— Task to complete —
Update the part of the material that opens at its beginning and closes with the line containing "POLYGON ((105 73, 91" by changing "bell tower" to "belfry" and leaving everything else unchanged. Leave the pictures out of the answer.

— Data for the task —
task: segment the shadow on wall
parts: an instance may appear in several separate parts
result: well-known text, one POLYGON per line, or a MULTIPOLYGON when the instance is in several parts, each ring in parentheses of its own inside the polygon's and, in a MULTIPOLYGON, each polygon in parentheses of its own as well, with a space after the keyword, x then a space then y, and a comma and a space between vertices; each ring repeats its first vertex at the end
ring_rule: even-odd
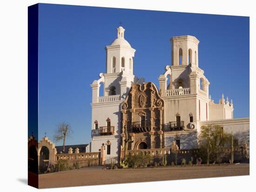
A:
POLYGON ((197 148, 197 137, 196 133, 187 134, 183 135, 167 136, 165 137, 165 146, 170 148, 173 141, 180 140, 180 149, 194 149, 197 148))

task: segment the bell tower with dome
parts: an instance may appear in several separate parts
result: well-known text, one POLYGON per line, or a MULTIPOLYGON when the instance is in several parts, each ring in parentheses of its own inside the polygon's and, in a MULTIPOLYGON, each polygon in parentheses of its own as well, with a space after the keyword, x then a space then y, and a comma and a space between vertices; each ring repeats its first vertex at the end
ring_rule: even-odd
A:
POLYGON ((105 73, 91 84, 92 90, 92 141, 91 151, 98 151, 102 144, 107 145, 107 158, 118 155, 120 141, 121 103, 134 83, 141 83, 144 79, 134 75, 136 50, 124 38, 125 30, 117 29, 117 38, 105 47, 105 73), (103 86, 101 87, 101 86, 103 86), (100 95, 100 88, 103 90, 100 95))

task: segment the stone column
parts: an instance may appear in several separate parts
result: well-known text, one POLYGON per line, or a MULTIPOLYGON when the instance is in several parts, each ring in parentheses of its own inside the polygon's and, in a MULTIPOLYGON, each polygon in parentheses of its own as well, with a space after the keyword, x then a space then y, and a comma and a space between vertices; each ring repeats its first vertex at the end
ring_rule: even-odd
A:
POLYGON ((105 146, 104 144, 102 144, 101 147, 101 165, 104 165, 104 162, 105 161, 105 146))
MULTIPOLYGON (((159 82, 159 90, 161 90, 161 93, 160 94, 161 96, 164 96, 165 93, 165 90, 167 89, 167 85, 166 84, 167 82, 167 78, 164 75, 161 75, 158 78, 158 81, 159 82)), ((170 79, 170 81, 171 81, 171 79, 170 79)))
POLYGON ((98 97, 99 96, 99 89, 101 85, 98 83, 97 80, 95 80, 90 85, 92 90, 92 103, 95 103, 98 102, 98 97))
POLYGON ((154 140, 153 138, 153 133, 152 131, 150 131, 149 132, 149 135, 150 135, 150 148, 153 149, 153 141, 154 140))
POLYGON ((159 109, 159 128, 160 130, 162 130, 162 126, 163 125, 163 122, 162 122, 162 112, 163 110, 162 109, 159 109))
POLYGON ((195 71, 191 72, 189 77, 190 81, 190 93, 196 94, 198 92, 199 77, 195 71))

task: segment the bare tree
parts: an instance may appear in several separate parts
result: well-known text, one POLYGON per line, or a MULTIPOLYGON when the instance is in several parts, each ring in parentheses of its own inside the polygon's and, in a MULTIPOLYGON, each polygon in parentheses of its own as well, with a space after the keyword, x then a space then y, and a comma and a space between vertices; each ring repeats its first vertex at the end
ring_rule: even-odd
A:
POLYGON ((71 129, 70 124, 68 122, 63 122, 58 125, 55 130, 55 134, 54 135, 54 139, 56 141, 63 141, 63 152, 65 151, 65 142, 67 137, 70 136, 73 133, 71 129))

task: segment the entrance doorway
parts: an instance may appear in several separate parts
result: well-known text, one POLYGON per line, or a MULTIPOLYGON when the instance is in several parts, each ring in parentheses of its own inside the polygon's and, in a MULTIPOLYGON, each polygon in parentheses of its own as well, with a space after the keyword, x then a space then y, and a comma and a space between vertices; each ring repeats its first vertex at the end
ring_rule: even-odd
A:
POLYGON ((40 161, 39 169, 40 173, 44 173, 47 170, 49 165, 49 151, 48 148, 43 146, 40 151, 40 161))
POLYGON ((29 147, 28 154, 28 171, 34 173, 38 173, 37 151, 34 145, 29 147))

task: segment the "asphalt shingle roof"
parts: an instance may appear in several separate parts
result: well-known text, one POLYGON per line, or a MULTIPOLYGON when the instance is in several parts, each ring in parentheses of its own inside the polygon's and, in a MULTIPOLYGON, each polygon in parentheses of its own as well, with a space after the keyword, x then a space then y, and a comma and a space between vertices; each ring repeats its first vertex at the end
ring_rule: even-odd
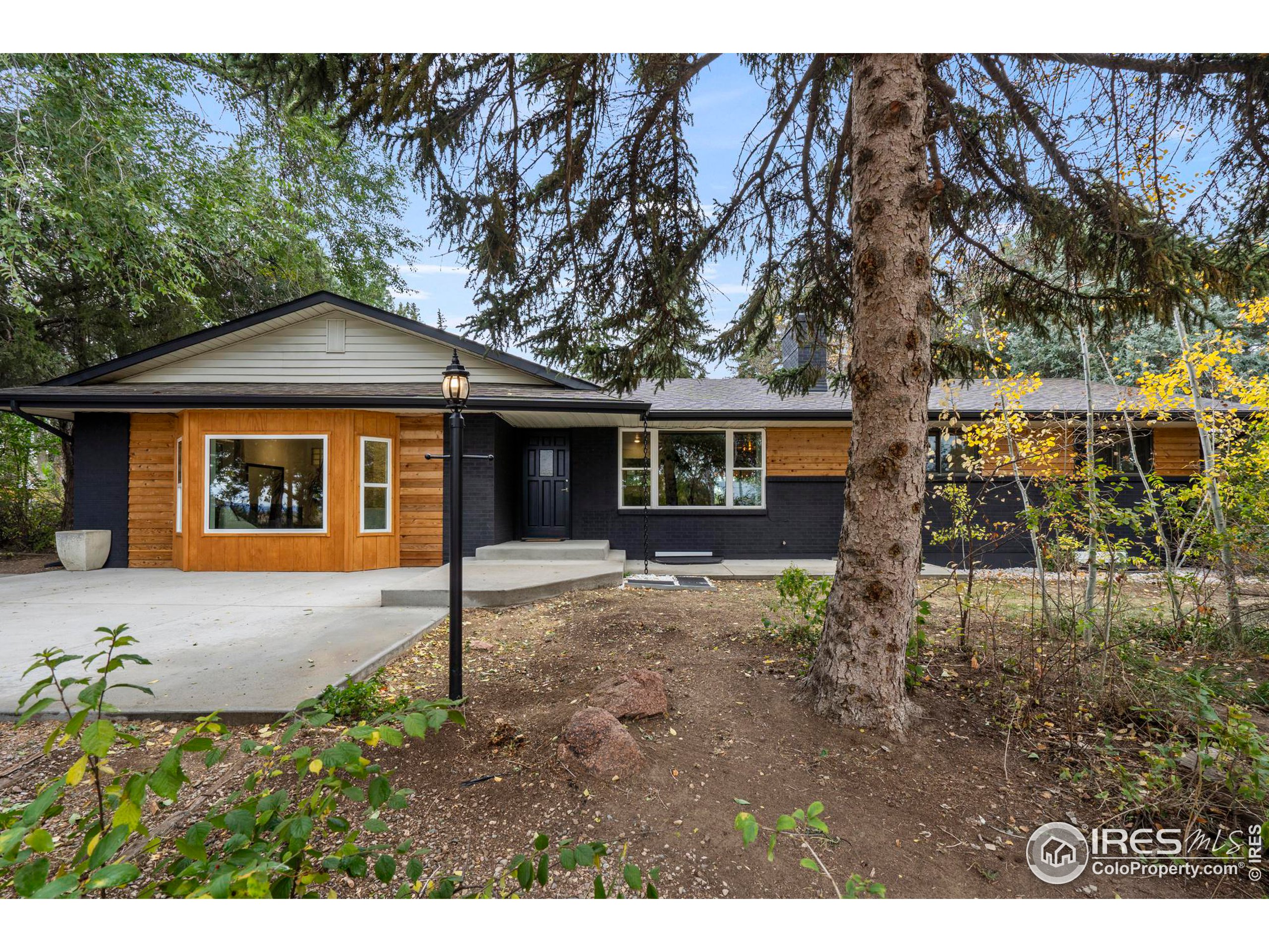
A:
MULTIPOLYGON (((1113 413, 1119 409, 1119 401, 1138 392, 1136 387, 1114 387, 1109 383, 1093 385, 1093 409, 1098 413, 1113 413)), ((766 385, 755 378, 707 378, 673 380, 664 388, 646 383, 631 396, 651 404, 651 413, 730 413, 742 416, 746 413, 789 413, 789 414, 841 414, 851 411, 850 395, 835 391, 812 391, 787 396, 772 393, 766 385)), ((992 386, 981 381, 959 383, 940 381, 930 388, 930 413, 938 415, 944 410, 961 414, 981 414, 995 407, 996 396, 992 386)), ((1048 377, 1038 390, 1022 400, 1025 413, 1084 413, 1086 409, 1084 381, 1075 377, 1048 377)), ((1231 409, 1254 407, 1237 404, 1225 404, 1231 409)))

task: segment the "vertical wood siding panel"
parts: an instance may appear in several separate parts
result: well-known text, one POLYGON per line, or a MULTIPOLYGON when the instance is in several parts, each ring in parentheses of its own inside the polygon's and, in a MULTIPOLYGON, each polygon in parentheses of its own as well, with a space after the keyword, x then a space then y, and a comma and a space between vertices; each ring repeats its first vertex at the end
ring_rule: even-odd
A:
POLYGON ((132 414, 128 435, 128 567, 171 569, 176 531, 174 414, 132 414))
POLYGON ((444 471, 424 454, 444 452, 444 416, 402 416, 398 425, 400 565, 440 565, 444 471))

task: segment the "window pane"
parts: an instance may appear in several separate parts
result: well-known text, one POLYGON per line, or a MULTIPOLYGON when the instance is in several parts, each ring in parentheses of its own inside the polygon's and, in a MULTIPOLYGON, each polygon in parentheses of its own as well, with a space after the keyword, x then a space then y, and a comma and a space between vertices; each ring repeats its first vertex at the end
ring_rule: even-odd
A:
POLYGON ((732 470, 731 471, 731 504, 732 505, 761 505, 763 504, 763 471, 761 470, 732 470))
POLYGON ((647 505, 647 470, 622 470, 622 505, 647 505))
POLYGON ((956 433, 943 437, 943 468, 942 472, 970 472, 970 463, 973 454, 970 444, 956 433))
MULTIPOLYGON (((652 434, 648 433, 647 438, 651 439, 652 434)), ((648 447, 647 452, 651 453, 652 448, 648 447)), ((629 432, 623 433, 622 434, 622 466, 637 466, 637 467, 642 468, 642 467, 650 466, 650 465, 651 465, 651 461, 645 461, 643 459, 643 433, 638 432, 638 430, 636 430, 634 433, 629 433, 629 432)))
POLYGON ((726 433, 660 435, 657 479, 660 505, 726 505, 726 433))
POLYGON ((367 532, 388 527, 387 486, 365 486, 362 490, 362 528, 367 532))
POLYGON ((362 482, 388 481, 388 444, 378 439, 362 443, 362 482))
POLYGON ((213 529, 322 528, 321 439, 208 442, 207 506, 213 529))
POLYGON ((761 467, 763 465, 763 434, 761 433, 733 433, 732 440, 732 466, 761 467))

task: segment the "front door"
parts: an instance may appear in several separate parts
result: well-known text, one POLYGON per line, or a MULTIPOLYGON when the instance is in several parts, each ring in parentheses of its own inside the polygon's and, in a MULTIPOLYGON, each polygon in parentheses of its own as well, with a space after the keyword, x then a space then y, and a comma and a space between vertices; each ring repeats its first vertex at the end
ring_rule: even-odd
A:
POLYGON ((524 434, 524 538, 569 538, 569 430, 524 434))

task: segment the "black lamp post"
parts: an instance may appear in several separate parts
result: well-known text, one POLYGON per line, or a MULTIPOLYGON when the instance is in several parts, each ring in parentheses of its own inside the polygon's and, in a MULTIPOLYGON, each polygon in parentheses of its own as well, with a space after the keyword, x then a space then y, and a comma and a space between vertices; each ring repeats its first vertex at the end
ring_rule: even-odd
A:
POLYGON ((449 697, 463 696, 463 406, 471 393, 458 350, 440 377, 449 407, 449 697))

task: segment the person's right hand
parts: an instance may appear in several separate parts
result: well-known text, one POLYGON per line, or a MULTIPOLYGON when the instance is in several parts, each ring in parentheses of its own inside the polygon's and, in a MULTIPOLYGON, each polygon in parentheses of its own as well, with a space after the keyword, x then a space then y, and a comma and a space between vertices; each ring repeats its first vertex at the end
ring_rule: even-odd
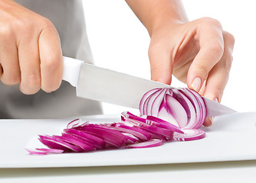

— Finished exercise —
task: segment the shadow on wall
parts: an instance may appear in several separate parts
result: well-known text, one POLYGON per line, or a MULTIPOLYGON when the instance is in several parts, each ring in parentheses of its own inside the polygon's and, in a MULTIPOLYGON, each polygon in parentheses of its own as well, with a space after the keyword, x then a space then y, and a comma and a space between vertices; each ring repeats its first vertex at the end
ring_rule: even-odd
A:
POLYGON ((197 148, 197 137, 196 133, 187 134, 183 135, 167 136, 165 137, 165 146, 170 148, 173 141, 180 140, 180 149, 194 149, 197 148))

task: segment the belfry with dome
parts: an instance may appear in several separate parts
result: well-known text, one POLYGON per line, or a MULTIPOLYGON when the instance is in several parts, each ring in parentheses of its own inside the polygon's and, in a MULTIPOLYGON, each polygon in parentheses of its own as well, with a space after the keyword, x then a space then y, and a comma and a space between vertices; each ring repeats its first vertex at the end
ring_rule: even-odd
A:
POLYGON ((105 73, 91 84, 92 90, 92 141, 91 151, 98 151, 102 144, 107 145, 107 158, 118 155, 120 141, 121 103, 134 83, 141 83, 144 79, 134 75, 136 50, 124 38, 125 30, 117 29, 117 38, 105 47, 105 73), (103 86, 101 87, 101 86, 103 86), (100 95, 100 88, 103 90, 100 95))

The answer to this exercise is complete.